ÉNONCÉ DE L'EXERCICE:
Reprenez la lettre de Marie Mertzdorff à son père et poursuivez-la juste après sa dernière phrase.

TEXTE FOURNI:
Samedi 14 juillet 1877

De Une correspondance familiale

Lettre de Marie Mertzdorff (Paris) à son père Charles Mertzdorff (Vieux-Thann)

original de la lettre 1877-07-14 pages 1-4.jpg original de la lettre 1877-07-14 pages 2-3.jpg


Paris le 1[4] Juillet 1877.

Mon Père chéri,

C’est Emilie[1] qui veut et qui doit t’écrire aujourd’hui mais comme je prévois bien qu’elle n’en aura pas le temps je viens te faire une petite visite en son nom ; c’est pas toujours la même chose n’est-ce pas ? et je puis t’assurer sans même le lui demander qu’elle aimerait bien mieux causer avec toi que de raconter le traité de Verdun ce qu’elle fait en ce moment avec un grand acharnement ; acharnement motivé par le jour et par l’heure ; c’est aujourd’hui Samedi, il est 9h 25 minutes et Mlle Bosvy[2] vient à 10h aussi je me figure que je prendrai la leçon la première. J’ai été très matinale ce matin tu vois qu’il est encore d’assez bonne heure et j’ai déjà fait mes deux heures de piano. Nous sommes enchantées de ce que tu nous annonces au sujet du piano de tante Marie[3] nous allons donc pouvoir jouer notre fameux morceau ! encore faut-il que les pianos ne soient pas trop loin l’un de l’autre sans quoi l’affaire serait de nouveau manquée, nous avons bien 2 pianos ici mais il faudrait un système très compliqué de tubes acoustiques pour pouvoir s’en servir ensemble.

ENTRÉES DE DONNÉES:
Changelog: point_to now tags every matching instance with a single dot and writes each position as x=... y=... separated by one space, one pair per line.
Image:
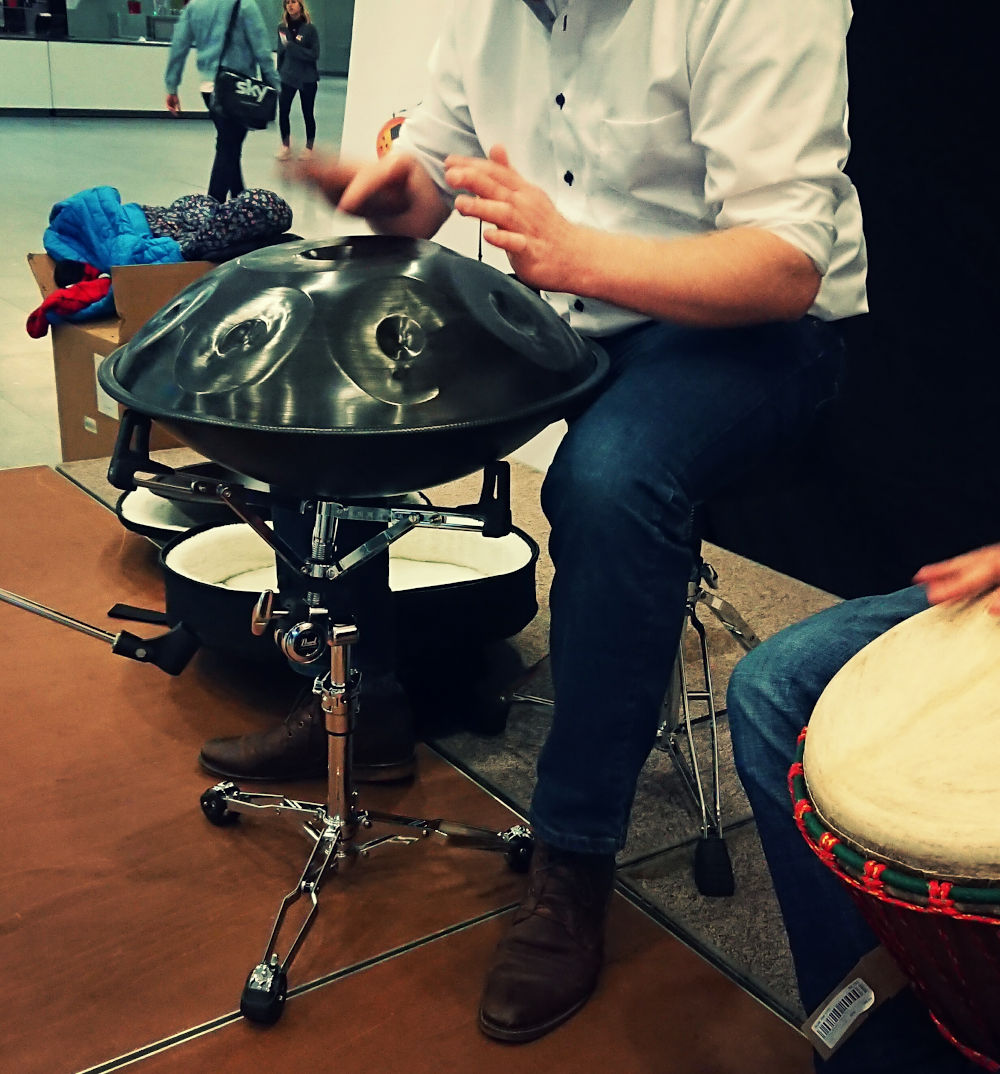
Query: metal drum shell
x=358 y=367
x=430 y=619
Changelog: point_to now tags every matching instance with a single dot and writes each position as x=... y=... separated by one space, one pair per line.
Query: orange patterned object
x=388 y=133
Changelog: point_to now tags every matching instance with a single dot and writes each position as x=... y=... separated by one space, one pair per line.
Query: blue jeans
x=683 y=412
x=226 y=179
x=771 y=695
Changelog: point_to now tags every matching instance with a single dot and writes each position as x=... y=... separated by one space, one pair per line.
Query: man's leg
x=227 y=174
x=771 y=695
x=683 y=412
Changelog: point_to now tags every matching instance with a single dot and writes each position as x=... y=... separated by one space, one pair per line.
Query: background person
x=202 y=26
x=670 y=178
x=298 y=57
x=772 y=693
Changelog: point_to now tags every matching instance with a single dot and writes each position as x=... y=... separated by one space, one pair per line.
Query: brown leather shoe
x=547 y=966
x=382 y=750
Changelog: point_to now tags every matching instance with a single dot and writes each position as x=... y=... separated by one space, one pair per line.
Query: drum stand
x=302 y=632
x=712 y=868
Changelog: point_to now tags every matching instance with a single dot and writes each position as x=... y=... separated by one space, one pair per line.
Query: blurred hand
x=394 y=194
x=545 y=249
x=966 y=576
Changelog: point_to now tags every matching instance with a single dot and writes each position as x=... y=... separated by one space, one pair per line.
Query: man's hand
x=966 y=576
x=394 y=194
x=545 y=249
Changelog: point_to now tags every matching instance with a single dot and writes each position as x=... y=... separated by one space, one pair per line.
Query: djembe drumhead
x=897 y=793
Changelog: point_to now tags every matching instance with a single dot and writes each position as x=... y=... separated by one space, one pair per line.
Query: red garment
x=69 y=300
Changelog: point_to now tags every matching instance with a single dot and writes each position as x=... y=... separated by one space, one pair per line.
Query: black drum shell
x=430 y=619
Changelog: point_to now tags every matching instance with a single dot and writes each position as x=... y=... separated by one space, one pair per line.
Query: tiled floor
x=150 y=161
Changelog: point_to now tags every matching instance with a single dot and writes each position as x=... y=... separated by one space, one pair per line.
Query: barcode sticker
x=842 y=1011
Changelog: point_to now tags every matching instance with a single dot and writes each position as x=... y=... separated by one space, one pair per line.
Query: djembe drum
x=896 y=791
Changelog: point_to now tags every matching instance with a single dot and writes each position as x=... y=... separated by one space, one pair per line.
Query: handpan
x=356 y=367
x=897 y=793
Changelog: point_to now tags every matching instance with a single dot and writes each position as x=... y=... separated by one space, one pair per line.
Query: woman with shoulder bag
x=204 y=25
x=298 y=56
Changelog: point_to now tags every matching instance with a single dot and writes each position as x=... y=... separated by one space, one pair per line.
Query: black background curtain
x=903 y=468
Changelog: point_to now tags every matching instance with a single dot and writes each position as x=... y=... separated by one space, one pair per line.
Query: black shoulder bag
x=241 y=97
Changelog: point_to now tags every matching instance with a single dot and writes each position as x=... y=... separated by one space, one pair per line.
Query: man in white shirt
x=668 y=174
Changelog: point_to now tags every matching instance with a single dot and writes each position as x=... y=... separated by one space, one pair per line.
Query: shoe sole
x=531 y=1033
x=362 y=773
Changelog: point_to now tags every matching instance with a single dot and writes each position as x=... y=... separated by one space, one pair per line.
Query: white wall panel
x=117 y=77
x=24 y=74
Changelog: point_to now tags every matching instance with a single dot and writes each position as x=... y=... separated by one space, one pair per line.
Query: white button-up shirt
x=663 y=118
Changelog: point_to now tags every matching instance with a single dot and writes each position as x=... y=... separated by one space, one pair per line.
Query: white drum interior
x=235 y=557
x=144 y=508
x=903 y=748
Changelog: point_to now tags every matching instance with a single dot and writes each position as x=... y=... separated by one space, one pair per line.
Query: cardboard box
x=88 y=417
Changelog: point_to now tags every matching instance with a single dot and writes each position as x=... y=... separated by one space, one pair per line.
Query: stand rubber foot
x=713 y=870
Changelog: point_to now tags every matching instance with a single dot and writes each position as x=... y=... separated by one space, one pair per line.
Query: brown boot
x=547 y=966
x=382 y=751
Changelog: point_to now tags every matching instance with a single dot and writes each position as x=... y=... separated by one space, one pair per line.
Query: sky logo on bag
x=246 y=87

RÉPONSE À L'EXERCICE:
Je voudrais bien te raconter notre journée d’hier mais cela m’est assez difficile car nous n’avons rien fait du tout ; nous ne sommes pas sorties si ce n’est après le dîner dans la ménagerie, nous avons pas mal travaillé, piano, dessin &

Jeudi je t’ai quitté pour aller au cours de beaux-arts. Nous avons retrouvé tante[4] chez Mme Dumas[5] qui va mieux mais cependant mange à peine et ne se lève pas encore ; nous avons été de là au musée de Cluny où nous avons retrouvé Mlle Magdelaine[6] et cette fois le cours était tellement réduit qu’il n’y avait plus qu’une élève qui était moi ; aussi m’a-t-on interrogée tout le temps et malheureusement mes réponses tombaient à côté de la vérité avec une régularité désespérante, cette leçon m’a beaucoup intéressée et j’espère en avoir profité cependant quand on a comme moi une tête de linotte on ne peut jamais rien assurer de ce genre.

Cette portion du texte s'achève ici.